Estratto =>
>>>>>
Sentenza Sentenza Cassazione Civile n. 27653 del 30/10/2018

Cassazione civile sez. lav., 30/10/2018, (ud. 21/02/2018, dep. 30/10/2018), n.27653

LA CORTE SUPREMA DI CASSAZIONE

SEZIONE LAVORO

Composta dagli Ill.mi Sigg.ri Magistrati:

Dott. NAPOLETANO Giuseppe – Presidente –

Dott. TRIA Lucia – Consigliere –

Dott. BLASUTTO Daniela – Consigliere –

Dott. DI PAOLANTONIO Annalisa – Consigliere –

Dott. DE FELICE Alfonsina – rel. Consigliere –

ha pronunciato la seguente:

ORDINANZA

sul ricorso 6828/2013 proposto da:

I.N.A.I.L. – ISTITUTO NAZIONALE PER L’ASSICURAZIONE CONTRO GLI

INFORTUNI SUL LAVORO, c.f. (OMISSIS) in persona del legale

rappresentante pro tempore elettivamente domiciliato in ROMA VIA IV

NOVEMBRE 144 presso lo degli avvocati DONATELLA MORAGGI, LAURA

DAMIANI, che lo rappresentano e difendono, giusta delega in atti;

– ricorrente –

contro

B.F., elettivamente domiciliato in ROMA, VIA CARLO CONTI

ROSSINI 26, presso lo studio dell’avvocato PAOLO D’URBANO, che lo

rappresenta e difende, giusta delega in atti;

– controricorrente –

avverso la sentenza n. 4347/2012 della CORTE D’APPELLO di ROMA,

depositata il 07/09/2012, R.G.N. 3319/09.
<<<<<
Obiettivo 1 => Individua nei record tutte le righe in cui compare la parola "forested" e trascrivile.
L'estratto e i record non hanno alcun legame tra loro.

Dati del compito =>
>>>>>
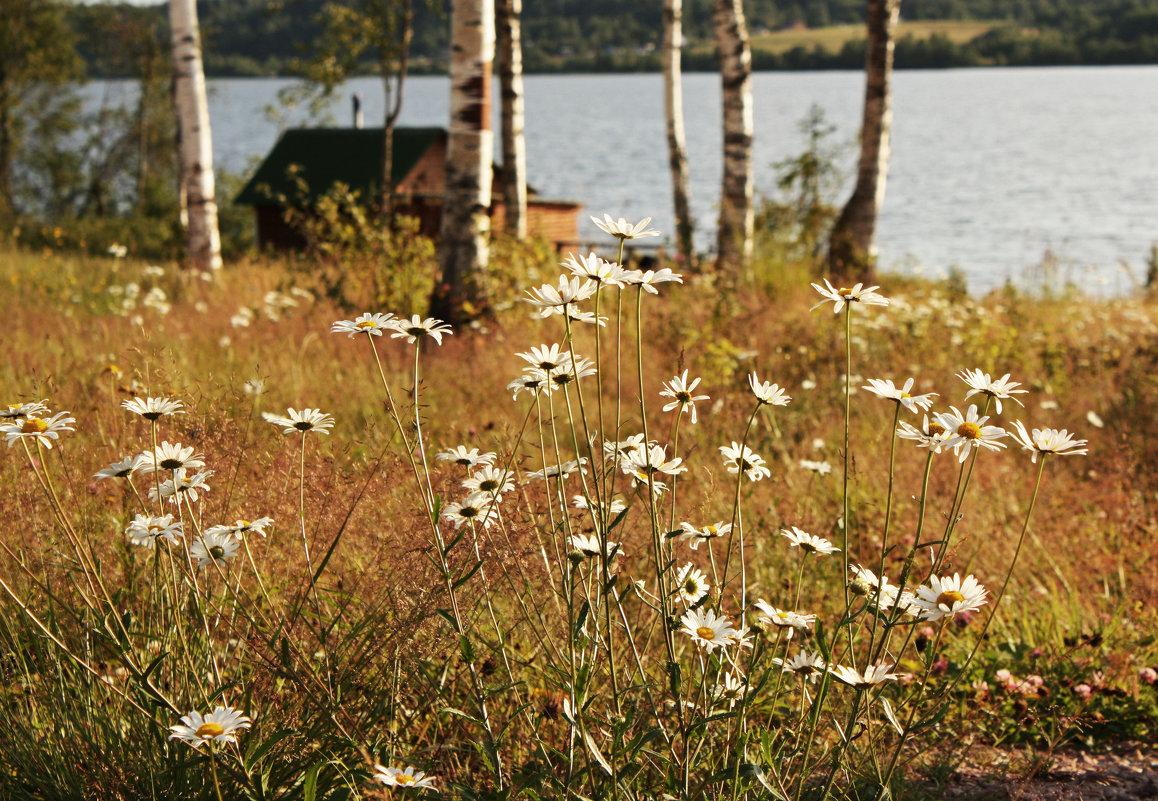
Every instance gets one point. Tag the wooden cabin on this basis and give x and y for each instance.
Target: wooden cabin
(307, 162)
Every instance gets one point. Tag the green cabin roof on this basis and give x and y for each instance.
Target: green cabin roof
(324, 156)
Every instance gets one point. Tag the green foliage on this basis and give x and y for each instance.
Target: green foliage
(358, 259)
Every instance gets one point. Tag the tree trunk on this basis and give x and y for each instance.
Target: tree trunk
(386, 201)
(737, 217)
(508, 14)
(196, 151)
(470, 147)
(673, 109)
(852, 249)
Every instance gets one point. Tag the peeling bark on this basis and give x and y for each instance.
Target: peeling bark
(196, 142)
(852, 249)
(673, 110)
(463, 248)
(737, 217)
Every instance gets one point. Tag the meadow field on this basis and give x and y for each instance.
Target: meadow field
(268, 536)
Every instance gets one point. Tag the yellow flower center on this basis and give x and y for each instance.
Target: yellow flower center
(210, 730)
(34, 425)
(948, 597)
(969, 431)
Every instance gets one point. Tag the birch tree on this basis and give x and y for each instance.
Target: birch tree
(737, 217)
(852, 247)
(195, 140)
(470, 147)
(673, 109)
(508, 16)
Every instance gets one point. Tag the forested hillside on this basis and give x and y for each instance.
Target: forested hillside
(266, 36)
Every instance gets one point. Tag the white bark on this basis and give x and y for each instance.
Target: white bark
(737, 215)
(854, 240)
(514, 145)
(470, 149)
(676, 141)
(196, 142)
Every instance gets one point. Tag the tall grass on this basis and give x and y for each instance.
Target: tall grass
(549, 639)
<<<<<
>>>>>
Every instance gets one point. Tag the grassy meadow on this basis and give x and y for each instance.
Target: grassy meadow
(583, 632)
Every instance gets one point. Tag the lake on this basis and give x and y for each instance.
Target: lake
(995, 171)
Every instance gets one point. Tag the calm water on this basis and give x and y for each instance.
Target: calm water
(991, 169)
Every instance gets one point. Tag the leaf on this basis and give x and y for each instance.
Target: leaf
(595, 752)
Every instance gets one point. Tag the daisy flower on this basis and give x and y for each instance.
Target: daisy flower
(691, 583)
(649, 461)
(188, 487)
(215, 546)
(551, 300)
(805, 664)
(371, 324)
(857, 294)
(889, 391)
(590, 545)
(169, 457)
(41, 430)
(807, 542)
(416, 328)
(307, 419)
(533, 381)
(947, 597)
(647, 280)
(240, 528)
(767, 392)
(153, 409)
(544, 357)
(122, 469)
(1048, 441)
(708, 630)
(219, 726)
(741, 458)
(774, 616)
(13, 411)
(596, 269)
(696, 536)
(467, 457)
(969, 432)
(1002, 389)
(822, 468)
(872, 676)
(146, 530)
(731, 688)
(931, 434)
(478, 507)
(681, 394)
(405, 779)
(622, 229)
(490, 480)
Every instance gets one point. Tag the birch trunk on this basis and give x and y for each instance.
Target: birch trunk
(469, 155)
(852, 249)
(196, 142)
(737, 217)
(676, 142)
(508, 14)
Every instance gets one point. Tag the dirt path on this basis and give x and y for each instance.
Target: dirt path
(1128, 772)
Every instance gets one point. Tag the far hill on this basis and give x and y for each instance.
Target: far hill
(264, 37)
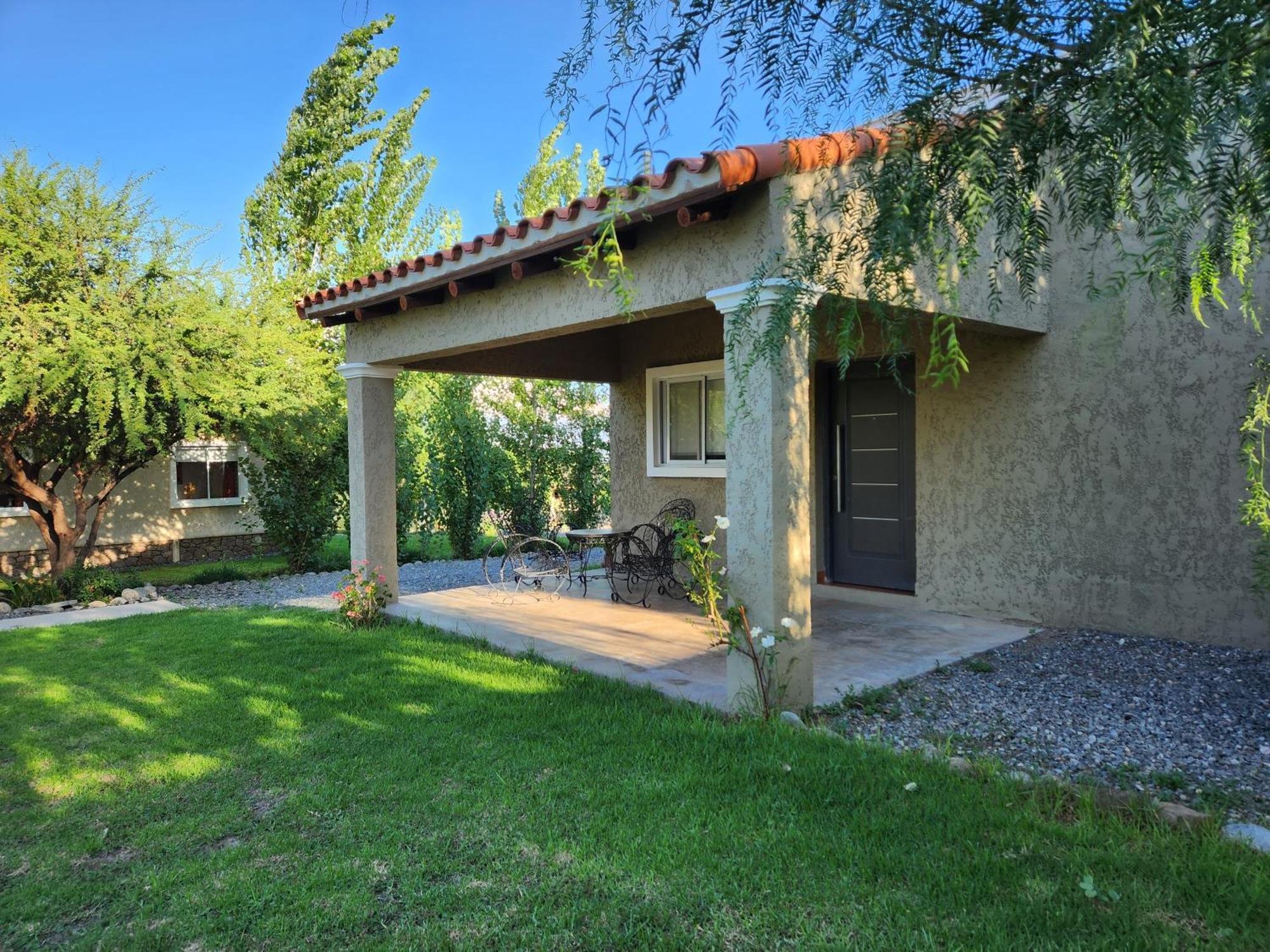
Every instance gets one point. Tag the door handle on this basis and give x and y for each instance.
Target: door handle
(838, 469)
<<<<<
Obiettivo 2 => Ripeti parola per parola il passo dell'estratto compreso tra "rappresenta e difende, giusta" e "07/09/2012, R.G.N. 3319/09.", estremi inclusi.

Risposta corretta 1 =>
Every instance gets one point. Tag the forested hillside on this basis and give x and y for each instance.
Target: forested hillside

Risposta corretta 2 =>
rappresenta e difende, giusta delega in atti;

– controricorrente –

avverso la sentenza n. 4347/2012 della CORTE D’APPELLO di ROMA,

depositata il 07/09/2012, R.G.N. 3319/09.